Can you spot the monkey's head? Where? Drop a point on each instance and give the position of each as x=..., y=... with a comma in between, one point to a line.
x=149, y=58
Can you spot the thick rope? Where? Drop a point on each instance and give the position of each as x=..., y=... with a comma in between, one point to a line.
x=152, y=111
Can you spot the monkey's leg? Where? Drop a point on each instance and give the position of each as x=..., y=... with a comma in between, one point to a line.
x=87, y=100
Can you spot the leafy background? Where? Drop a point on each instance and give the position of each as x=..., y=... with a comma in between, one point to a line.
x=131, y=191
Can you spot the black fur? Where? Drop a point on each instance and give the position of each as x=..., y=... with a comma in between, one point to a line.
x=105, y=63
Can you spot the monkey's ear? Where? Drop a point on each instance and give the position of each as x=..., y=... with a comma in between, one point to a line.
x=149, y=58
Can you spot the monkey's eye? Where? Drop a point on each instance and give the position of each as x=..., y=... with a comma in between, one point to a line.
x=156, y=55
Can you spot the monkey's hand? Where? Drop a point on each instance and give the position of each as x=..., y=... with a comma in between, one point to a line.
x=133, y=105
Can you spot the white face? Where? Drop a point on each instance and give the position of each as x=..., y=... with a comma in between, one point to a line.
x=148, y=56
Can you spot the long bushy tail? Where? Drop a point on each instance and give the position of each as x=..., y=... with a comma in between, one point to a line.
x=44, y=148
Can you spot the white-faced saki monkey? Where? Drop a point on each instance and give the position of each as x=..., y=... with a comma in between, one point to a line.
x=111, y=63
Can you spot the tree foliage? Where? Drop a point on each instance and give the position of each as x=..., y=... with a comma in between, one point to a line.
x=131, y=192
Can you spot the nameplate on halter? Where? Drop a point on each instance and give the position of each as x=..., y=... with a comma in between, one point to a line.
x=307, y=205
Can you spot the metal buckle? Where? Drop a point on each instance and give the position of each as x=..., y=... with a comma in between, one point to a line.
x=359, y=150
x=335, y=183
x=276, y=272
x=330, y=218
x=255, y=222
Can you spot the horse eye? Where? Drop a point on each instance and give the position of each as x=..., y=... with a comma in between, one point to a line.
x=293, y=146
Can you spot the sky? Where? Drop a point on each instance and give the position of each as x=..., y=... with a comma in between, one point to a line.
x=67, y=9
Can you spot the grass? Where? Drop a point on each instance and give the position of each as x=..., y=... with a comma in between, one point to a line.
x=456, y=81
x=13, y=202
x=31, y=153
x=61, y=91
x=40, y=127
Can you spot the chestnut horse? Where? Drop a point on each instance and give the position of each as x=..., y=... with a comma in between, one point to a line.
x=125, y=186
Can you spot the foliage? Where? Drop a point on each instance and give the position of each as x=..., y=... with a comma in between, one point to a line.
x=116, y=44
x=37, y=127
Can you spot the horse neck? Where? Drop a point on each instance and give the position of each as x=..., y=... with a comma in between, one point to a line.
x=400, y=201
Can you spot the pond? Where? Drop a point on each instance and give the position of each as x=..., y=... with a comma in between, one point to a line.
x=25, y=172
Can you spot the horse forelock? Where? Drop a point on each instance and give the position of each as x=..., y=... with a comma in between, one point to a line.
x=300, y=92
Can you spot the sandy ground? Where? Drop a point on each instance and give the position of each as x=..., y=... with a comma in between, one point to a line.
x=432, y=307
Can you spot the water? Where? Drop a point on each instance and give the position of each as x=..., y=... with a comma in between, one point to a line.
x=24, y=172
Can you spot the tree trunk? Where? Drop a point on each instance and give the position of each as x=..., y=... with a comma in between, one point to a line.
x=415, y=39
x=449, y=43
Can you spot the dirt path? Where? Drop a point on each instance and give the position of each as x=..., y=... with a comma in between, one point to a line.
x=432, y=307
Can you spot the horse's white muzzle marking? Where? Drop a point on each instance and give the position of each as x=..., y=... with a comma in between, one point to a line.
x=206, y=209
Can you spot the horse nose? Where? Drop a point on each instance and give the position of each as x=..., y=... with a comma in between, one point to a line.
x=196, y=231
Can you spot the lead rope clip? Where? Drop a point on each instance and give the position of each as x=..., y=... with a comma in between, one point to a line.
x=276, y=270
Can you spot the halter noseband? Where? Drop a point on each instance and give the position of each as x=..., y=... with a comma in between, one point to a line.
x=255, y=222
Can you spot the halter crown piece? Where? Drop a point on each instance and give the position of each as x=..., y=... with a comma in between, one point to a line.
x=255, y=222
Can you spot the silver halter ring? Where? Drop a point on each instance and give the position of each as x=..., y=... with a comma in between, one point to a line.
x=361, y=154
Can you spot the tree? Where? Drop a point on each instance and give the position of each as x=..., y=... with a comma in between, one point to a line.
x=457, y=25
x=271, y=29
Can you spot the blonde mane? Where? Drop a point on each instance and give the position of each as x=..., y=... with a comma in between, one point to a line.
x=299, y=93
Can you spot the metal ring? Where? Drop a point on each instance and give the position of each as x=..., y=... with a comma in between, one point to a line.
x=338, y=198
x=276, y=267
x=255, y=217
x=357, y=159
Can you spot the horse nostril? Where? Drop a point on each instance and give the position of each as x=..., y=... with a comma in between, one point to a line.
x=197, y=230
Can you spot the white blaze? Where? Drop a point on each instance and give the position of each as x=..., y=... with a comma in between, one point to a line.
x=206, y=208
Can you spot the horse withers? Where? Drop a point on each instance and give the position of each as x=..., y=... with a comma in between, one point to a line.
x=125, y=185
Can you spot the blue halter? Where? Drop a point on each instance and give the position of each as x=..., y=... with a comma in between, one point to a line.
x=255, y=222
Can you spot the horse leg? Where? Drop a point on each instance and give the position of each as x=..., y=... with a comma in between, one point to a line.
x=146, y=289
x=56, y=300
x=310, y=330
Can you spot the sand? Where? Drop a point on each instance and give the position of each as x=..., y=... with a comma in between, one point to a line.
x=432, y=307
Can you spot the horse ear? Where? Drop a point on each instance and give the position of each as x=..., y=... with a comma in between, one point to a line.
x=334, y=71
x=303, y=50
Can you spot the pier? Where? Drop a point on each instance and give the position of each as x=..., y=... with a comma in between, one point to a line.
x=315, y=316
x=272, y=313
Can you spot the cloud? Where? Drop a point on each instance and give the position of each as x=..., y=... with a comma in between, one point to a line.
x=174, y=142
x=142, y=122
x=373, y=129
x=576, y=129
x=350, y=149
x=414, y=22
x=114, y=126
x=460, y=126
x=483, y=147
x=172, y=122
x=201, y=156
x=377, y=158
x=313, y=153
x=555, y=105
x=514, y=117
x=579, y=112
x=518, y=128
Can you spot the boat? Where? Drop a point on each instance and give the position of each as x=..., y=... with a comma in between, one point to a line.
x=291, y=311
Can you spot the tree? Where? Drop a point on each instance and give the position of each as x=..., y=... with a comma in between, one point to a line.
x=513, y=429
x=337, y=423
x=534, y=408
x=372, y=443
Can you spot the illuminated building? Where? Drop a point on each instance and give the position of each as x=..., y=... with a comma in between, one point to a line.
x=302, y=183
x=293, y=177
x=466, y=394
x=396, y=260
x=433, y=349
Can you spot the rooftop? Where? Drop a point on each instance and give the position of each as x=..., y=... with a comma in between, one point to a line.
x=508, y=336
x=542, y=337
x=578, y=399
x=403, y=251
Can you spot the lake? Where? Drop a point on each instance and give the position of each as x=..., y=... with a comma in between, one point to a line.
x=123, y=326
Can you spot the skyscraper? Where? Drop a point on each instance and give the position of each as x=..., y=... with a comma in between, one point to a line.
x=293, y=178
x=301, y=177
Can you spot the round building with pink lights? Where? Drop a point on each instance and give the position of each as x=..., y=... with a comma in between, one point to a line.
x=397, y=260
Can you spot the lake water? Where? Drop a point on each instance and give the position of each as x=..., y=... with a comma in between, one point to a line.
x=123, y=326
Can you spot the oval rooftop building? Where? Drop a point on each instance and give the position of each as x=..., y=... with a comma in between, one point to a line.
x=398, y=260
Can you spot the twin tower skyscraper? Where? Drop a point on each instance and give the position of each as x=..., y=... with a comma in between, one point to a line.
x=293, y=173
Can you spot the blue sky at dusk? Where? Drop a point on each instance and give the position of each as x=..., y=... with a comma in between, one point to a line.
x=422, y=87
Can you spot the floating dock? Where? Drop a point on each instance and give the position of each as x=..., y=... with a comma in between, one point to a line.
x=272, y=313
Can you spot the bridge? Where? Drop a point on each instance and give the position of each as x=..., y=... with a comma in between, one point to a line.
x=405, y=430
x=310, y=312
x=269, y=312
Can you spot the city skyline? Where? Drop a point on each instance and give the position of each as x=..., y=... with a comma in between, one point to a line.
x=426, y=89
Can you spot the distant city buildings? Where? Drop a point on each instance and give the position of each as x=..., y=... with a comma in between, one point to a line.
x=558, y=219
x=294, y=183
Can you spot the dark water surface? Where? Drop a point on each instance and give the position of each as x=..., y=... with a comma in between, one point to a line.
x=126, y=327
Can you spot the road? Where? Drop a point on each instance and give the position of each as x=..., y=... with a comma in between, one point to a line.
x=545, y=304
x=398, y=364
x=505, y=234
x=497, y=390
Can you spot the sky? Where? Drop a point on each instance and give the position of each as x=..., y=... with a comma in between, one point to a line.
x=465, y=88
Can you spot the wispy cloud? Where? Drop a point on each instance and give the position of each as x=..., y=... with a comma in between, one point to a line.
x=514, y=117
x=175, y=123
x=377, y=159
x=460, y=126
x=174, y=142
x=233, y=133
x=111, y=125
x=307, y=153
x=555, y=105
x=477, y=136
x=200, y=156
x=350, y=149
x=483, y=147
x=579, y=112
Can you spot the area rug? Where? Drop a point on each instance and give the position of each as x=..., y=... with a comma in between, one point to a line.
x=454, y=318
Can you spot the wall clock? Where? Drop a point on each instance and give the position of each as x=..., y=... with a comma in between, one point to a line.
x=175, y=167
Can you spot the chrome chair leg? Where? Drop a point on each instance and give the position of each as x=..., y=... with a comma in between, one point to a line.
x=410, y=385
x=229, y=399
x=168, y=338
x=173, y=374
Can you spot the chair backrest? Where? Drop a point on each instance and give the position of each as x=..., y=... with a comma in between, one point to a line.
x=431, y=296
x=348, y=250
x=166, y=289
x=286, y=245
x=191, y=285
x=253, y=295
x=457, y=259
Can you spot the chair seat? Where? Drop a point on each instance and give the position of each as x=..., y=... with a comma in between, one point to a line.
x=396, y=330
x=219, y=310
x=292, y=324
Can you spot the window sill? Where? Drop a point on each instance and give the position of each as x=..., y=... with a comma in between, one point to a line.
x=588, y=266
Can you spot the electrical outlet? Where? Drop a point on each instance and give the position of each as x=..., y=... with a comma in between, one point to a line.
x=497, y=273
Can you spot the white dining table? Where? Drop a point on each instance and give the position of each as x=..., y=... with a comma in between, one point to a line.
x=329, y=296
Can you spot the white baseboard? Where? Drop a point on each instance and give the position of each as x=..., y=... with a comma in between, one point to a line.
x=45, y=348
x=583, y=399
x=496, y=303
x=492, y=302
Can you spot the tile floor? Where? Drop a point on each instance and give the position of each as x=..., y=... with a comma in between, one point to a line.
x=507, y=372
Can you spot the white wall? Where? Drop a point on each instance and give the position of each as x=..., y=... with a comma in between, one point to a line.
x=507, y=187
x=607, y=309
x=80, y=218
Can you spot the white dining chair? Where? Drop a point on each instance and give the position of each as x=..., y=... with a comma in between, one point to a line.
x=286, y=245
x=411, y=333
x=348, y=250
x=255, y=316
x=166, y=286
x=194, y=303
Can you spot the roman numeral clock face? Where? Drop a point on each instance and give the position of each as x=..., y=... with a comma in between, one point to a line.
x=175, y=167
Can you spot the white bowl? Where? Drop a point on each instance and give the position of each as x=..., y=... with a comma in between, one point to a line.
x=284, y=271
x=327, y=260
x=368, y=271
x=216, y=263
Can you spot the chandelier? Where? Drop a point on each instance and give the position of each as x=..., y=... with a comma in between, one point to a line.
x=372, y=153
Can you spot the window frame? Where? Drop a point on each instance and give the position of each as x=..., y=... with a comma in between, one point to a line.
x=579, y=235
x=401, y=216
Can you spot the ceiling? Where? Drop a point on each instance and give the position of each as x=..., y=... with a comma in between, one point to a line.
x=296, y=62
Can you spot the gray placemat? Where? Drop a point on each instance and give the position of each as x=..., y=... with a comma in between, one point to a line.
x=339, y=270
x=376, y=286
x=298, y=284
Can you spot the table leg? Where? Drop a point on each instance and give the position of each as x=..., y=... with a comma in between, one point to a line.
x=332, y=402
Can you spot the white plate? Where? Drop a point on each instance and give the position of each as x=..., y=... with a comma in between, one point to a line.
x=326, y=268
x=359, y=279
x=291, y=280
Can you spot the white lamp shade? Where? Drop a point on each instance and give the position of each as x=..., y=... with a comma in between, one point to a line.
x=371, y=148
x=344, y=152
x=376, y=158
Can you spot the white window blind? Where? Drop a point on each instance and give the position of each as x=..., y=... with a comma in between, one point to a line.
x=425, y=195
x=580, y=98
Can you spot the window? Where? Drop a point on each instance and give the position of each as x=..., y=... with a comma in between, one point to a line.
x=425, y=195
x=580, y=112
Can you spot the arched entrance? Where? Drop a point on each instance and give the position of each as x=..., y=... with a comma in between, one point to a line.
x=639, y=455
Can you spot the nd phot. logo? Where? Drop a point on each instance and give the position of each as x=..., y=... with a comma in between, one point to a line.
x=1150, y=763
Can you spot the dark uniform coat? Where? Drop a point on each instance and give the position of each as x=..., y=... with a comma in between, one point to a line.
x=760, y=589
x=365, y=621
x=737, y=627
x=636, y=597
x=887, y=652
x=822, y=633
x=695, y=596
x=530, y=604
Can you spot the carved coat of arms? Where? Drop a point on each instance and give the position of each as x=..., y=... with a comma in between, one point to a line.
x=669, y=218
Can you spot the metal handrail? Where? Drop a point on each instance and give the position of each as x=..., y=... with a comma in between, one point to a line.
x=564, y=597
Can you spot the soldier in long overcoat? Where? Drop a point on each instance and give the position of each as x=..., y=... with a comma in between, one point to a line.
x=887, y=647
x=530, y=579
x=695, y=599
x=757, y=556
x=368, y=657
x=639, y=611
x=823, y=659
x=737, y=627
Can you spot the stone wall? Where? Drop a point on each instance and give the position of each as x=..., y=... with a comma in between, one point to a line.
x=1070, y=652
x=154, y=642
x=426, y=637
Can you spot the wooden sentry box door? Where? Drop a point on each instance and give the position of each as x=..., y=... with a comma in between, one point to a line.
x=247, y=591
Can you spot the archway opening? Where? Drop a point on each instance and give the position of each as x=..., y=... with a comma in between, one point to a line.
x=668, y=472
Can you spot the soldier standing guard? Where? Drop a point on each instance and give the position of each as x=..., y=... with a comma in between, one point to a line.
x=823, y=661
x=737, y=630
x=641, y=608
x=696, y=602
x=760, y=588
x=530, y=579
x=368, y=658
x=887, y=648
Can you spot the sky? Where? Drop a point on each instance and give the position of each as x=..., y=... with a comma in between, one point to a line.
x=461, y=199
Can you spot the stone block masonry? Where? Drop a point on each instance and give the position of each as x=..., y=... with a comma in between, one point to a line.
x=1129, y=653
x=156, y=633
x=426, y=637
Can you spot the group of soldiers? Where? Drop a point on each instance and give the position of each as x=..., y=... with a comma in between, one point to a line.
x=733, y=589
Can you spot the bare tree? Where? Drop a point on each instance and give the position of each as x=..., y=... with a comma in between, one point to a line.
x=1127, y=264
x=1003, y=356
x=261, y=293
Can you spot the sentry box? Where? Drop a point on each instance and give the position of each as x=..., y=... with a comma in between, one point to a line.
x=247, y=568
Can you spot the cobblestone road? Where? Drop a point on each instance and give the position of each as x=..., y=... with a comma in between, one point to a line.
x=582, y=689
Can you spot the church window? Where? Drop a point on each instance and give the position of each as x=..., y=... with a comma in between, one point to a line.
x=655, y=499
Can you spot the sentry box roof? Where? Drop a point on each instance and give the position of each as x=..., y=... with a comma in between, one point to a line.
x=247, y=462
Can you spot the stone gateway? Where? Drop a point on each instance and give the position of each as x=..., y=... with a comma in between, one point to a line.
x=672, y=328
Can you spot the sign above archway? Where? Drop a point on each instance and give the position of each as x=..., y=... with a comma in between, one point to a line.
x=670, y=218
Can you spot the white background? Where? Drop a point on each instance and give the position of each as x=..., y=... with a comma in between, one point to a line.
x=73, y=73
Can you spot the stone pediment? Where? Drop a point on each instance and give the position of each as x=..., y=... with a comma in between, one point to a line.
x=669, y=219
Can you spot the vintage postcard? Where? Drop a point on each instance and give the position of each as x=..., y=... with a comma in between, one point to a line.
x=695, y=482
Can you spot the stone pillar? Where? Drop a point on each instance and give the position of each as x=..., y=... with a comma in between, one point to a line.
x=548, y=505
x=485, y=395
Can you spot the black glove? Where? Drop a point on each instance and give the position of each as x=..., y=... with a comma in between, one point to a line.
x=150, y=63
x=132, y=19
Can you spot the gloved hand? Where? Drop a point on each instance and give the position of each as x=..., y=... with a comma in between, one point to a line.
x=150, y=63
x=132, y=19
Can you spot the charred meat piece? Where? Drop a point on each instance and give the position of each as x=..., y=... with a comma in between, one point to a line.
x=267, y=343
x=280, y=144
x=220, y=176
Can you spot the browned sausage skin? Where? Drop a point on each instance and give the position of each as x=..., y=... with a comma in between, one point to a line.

WHAT YOU NEED TO DO —
Could you write out the material again, beginning at the line that has "Can you spot the horse neck?" and stopping after the line that has "x=449, y=43", substituting "Place" for "Drop" and leaving everything else unchanged?

ANSWER FOR THIS EXERCISE —
Can you spot the horse neck? Where? Place a point on each instance and give the position of each as x=..., y=... with a comma in between, one point to a line.
x=400, y=201
Can you spot the pond? Where? Place a point on each instance and give the position of each as x=..., y=... with a comma in between, one point to a line.
x=25, y=172
Can you spot the horse forelock? Where? Place a point on each instance and give the position of each as x=..., y=... with a comma in between, one point to a line.
x=300, y=92
Can you spot the sandy ground? Where? Place a point on each instance and give the position of each as x=..., y=... with a comma in between, one point to a line.
x=432, y=307
Can you spot the water? Where? Place a point on each instance and give the position of each as x=..., y=... with a comma in between, one point to a line.
x=24, y=172
Can you spot the tree trunk? Where? Place a point on each instance and give the position of each as x=..., y=... with a comma in between, one point to a line.
x=415, y=39
x=449, y=43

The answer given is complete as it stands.